• Consigna:
Traduce al inglés esta oración del texto proporcionado: «Pero Gramsci no supo apreciar el valor de aquellos papeles.»

También en este asunto hay una aportación curiosa y poco
valorada hasta ahora por los marxólogos que se han ocupado del “Marx tardío”:
la relación de amistad que Marx mantuvo en sus últimos años (desde 1880) con el
entonces joven darwiniano E. Ray Lankester (1847-1929), que acabaría siendo un
prominente biólogo evolucionista, miembro de la Royal Society y director del
Museo Británico (págs. 336-337).
5º Un último tema, interesantísimo también, que Foster no
desarrolla pero que deja apuntado en el epílogo a su libro (en relación con la
pérdida de peso específico de las consideraciones ecológicas y naturalistas en
los marxismos posteriores a la muerte de Marx y señaladamente en la época
estalinista) es el de la recuperación de los manuscritos de Nikolai Bujárin
(1888-1938), redactados en prisión, al final de su vida y que han visto la luz
en 1992, gracias, entre otras cosas, a los esfuerzos de su biógrafo Stephen
Cohen. Se trata de un libro de poemas titulado La transformación del mundo y
de una obra filosófica, según Foster, de gran alcance publicada ya en ruso con
el título de Arabescos filosóficos.
Foster afirma (pág. 342-346) que esta última obra pretende
relacionar el marxismo con las teorías ecológicas de V.I Vernadski y sugiere
que su lectura obligaría, como mínimo, a cambiar la opinión que la mayoría de
los marxistas occidentales hemos tenido acerca de Bujárin como teórico,
aceptando por lo general la crítica que de su Manual hizo Antonio Gramsci en los Cuadernos de la cárcel. De ser eso así, sería un excelente motivo
para reabrir una de las páginas teóricas más sugestivas de la historia de los
marxismos de los años treinta: la que abrió el economista Piero Sraffa al
enviar, desde Cambridge, al Gramsci prisionero de Mussolini, Science at the Cross Roads, o sea, los
materiales del II Congreso de Historia de la Ciencia y la Tecnología que se
reunió en Londres en junio de 1931.
El epílogo del libro de Foster sugiere algo que puede
interesar particularmente al marxismo hispánico. La delegación soviética
presidida en aquel Congreso de Londres por Bujárin tuvo, en los orígenes de la
historia y la filosofía marxista de la ciencia, un papel tan destacado como el
que tuvieron allí mismo Bernal, Farrington, Haldane y Needham (autores, todos
ellos, recordados y reivindicados ahora por J.B. Foster en su polémica con el
idealismo y el espiritualismo). Pero Gramsci no supo apreciar el valor de
aquellos papeles. Manuel Sacristán, en lo último que escribió antes de su
muerte, dijo por qué: por el “idealismo
culturalista de su ambiente intelectual”. De manera que esta sugerencia
sobre el último Bujárin, atento al pensamiento ecológico de V.I Vernadski,
puede verse ahora como otro lazo de unión entre lo que J.B Foster dice y la
forma de entender el marxismo de aquel que, aquí, hace años, nos hizo ver la
importancia de los atisbos ecológicos de Marx, después de haber introducido a
Gramsci casi al mismo en que discutía con Gramsci precisamente por el concepto
que éste tuvo del materialismo y de la ciencia.

• Listado de datos:

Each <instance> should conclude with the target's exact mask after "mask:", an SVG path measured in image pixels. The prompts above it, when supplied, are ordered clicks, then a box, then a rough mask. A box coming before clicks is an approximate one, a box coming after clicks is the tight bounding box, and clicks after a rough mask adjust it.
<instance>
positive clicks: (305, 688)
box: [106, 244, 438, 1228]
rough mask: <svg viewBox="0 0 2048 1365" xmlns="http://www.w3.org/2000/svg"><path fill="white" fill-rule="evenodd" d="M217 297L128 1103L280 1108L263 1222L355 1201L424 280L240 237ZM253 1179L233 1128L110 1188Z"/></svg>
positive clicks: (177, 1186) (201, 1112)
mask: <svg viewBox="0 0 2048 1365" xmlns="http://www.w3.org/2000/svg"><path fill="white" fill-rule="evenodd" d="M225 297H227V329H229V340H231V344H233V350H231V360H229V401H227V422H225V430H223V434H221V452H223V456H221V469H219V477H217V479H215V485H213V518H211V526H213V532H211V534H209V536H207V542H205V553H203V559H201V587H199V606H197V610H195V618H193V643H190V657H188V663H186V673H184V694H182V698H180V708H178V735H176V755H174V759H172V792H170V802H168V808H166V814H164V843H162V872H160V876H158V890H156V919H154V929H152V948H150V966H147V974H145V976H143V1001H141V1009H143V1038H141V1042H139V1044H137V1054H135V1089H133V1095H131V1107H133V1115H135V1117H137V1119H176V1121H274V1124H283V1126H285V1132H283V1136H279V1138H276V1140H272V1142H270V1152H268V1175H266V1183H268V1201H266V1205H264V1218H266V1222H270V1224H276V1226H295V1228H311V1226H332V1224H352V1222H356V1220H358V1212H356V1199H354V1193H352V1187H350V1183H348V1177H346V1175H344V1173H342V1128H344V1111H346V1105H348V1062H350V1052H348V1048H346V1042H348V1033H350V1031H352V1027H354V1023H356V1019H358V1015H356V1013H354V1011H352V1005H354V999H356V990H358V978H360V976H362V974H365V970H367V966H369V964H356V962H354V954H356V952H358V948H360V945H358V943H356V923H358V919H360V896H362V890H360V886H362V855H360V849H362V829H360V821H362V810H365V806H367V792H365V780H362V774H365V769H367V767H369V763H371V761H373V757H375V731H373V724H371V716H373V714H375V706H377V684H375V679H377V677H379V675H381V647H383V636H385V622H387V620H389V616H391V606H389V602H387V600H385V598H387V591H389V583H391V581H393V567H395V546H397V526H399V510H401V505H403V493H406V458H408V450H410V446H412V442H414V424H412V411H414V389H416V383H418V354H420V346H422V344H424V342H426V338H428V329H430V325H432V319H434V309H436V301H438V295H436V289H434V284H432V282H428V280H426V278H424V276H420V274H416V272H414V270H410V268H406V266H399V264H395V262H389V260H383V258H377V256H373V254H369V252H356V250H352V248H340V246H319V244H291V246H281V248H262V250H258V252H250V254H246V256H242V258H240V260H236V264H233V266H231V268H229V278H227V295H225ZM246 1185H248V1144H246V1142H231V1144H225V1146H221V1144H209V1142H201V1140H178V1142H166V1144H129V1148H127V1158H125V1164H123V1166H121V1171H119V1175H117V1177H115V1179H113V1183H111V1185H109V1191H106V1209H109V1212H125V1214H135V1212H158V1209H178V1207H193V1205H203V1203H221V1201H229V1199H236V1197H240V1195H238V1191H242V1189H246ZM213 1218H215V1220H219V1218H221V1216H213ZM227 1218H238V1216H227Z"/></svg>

• Respuesta:
But Gramsci failed to appreciate the value of those papers.